Raw data ->
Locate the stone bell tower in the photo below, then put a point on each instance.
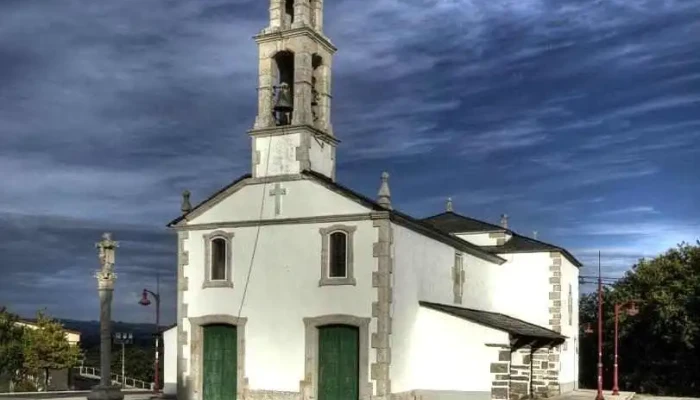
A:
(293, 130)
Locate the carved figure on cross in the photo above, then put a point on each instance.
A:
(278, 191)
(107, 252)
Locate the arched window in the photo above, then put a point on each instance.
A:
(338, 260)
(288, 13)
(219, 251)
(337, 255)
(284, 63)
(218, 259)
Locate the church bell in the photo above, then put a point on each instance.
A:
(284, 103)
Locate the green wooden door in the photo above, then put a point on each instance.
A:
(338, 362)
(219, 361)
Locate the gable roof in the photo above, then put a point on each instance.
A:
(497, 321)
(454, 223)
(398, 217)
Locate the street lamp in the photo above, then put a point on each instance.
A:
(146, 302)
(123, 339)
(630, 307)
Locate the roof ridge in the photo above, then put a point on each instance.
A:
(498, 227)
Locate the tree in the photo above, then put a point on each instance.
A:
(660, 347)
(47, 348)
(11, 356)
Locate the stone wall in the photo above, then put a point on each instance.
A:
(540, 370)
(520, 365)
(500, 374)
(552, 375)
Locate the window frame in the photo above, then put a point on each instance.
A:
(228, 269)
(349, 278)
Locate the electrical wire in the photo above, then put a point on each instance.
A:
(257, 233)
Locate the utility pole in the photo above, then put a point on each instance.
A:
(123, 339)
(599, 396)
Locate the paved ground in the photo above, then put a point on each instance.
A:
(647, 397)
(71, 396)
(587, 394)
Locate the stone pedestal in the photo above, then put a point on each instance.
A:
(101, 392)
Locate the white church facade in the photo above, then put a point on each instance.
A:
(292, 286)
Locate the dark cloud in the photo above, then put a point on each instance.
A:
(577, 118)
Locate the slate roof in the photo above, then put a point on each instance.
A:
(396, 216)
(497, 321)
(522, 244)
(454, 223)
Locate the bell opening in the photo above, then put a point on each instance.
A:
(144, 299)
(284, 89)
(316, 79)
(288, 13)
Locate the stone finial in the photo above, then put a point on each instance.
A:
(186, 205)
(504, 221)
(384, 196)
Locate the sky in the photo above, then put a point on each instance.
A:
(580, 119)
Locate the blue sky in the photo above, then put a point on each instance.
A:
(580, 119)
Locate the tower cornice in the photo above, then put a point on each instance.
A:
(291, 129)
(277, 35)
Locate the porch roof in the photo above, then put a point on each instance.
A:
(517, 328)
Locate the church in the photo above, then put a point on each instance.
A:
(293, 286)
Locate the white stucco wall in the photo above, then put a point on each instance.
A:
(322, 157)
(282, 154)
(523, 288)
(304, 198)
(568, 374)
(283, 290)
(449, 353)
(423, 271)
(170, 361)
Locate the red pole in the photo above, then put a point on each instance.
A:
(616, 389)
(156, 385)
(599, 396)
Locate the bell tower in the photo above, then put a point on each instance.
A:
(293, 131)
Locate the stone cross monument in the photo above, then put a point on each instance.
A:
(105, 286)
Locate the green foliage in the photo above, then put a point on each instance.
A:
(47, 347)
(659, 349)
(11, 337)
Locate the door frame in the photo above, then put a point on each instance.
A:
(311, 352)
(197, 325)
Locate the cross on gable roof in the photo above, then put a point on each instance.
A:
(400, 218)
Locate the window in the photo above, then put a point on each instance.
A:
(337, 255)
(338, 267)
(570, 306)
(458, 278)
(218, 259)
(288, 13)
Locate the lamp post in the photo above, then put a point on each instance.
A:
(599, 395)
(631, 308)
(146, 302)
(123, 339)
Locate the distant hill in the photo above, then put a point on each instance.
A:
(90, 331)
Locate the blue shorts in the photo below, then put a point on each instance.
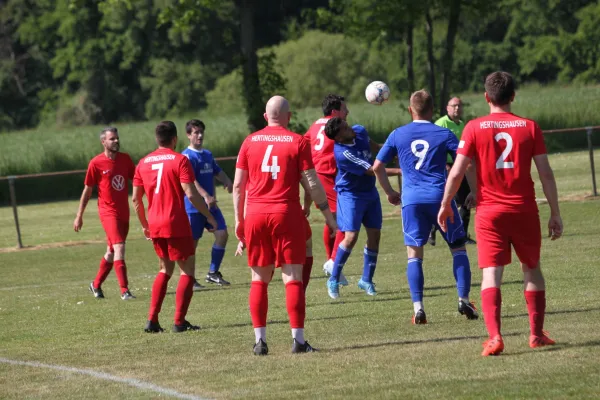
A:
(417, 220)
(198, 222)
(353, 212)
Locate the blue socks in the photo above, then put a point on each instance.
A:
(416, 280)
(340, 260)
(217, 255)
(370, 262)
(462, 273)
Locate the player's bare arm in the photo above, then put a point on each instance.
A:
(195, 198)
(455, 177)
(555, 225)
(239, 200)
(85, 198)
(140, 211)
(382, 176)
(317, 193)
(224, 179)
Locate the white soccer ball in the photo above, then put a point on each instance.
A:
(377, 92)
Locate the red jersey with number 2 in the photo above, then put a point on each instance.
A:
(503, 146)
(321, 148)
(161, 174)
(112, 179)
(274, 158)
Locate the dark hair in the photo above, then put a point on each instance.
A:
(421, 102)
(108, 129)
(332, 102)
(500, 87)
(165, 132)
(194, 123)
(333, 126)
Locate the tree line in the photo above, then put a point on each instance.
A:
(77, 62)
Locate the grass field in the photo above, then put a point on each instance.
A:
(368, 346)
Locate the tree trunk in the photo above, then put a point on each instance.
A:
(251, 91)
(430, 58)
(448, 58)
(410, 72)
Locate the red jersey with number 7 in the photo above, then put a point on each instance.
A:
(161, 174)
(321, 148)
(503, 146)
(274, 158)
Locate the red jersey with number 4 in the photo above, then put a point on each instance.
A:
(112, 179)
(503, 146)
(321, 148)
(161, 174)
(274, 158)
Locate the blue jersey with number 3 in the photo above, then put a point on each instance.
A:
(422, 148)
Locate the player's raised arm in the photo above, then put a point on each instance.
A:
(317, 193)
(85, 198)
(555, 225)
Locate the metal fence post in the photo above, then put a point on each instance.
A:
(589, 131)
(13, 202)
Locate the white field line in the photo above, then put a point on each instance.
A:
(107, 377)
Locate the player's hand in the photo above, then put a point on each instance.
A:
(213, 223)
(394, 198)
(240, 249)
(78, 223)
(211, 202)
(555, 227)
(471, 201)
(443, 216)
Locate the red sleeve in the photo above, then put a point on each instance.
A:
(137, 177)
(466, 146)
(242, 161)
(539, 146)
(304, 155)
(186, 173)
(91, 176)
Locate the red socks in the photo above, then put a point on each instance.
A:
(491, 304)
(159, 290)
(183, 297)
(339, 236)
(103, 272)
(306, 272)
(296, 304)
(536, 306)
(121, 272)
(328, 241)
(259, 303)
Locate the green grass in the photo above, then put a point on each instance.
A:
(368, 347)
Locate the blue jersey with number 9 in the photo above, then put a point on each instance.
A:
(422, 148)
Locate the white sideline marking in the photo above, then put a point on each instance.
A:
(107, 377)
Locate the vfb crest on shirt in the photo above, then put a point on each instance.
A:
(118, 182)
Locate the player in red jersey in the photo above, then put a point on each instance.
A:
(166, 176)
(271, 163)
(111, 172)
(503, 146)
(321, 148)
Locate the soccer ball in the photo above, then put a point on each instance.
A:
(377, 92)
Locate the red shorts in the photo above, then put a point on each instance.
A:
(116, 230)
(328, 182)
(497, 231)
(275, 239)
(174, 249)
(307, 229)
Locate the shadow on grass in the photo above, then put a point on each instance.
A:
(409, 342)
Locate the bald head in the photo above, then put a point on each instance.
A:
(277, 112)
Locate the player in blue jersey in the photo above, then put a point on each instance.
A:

What the task asks ->
Find and show each line of the listing with the word "white".

Written response ->
Locate the white church facade in the photo above, then put a point on each instance.
Locate the white stucco wall in the photo above, then put a point on each instance.
Locate the white soccer ball in the photo above, then put a point on each instance.
Locate the white field line in the photo above, then put a point on each instance.
Locate the white sideline marking in the photo above, then put a point on each instance.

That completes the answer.